* START Data provided *
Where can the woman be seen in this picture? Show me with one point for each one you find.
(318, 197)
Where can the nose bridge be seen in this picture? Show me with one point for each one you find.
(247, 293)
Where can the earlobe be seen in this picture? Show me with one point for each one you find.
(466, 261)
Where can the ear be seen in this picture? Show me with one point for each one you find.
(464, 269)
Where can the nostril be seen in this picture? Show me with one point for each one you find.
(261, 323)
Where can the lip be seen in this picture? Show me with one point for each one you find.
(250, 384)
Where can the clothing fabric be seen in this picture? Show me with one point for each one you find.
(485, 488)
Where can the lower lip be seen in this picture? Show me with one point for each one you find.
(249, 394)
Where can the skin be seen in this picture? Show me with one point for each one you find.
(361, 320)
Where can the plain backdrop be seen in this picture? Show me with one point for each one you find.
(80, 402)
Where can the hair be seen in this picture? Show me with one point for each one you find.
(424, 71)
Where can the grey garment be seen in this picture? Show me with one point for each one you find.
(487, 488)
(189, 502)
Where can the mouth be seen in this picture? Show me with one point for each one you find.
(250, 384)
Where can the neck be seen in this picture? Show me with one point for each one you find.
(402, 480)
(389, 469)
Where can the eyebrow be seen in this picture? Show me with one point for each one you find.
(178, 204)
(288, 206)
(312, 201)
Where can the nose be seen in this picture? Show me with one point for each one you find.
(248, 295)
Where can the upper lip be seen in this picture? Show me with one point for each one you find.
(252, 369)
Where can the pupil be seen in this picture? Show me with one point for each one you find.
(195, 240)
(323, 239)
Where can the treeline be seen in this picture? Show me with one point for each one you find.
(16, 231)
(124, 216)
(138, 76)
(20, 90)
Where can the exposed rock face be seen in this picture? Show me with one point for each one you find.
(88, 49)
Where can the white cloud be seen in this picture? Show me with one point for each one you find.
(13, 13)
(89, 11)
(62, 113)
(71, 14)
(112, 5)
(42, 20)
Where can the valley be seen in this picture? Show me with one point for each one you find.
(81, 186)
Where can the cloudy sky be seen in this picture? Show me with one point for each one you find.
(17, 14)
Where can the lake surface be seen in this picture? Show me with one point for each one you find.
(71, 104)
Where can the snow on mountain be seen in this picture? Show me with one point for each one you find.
* END Data provided *
▶ _What you should do_: Edit the items above, from the line containing "Where can the exposed" through the end of the items, by replacing "lake surface" with "water surface". Leave everything else unchanged and return only those lines.

▶ _Completed exercise_:
Where can the exposed rock face be seen in this picture? Show me with one point for each one you find.
(88, 49)
Where can the white cloud be seen in this picture? Show me with one point for each one you find.
(13, 13)
(89, 11)
(62, 113)
(71, 14)
(112, 5)
(42, 20)
Where can the valley be seen in this picture? Show me with one point for each one you find.
(81, 186)
Where can the cloudy sky be seen in this picture? Show me with one point for each one you find.
(17, 14)
Where can the water surface be seen in this picture? Show me with one point for each one you find.
(71, 104)
Where can the snow on mountain be seen in this picture? Show me with one point for each one you find.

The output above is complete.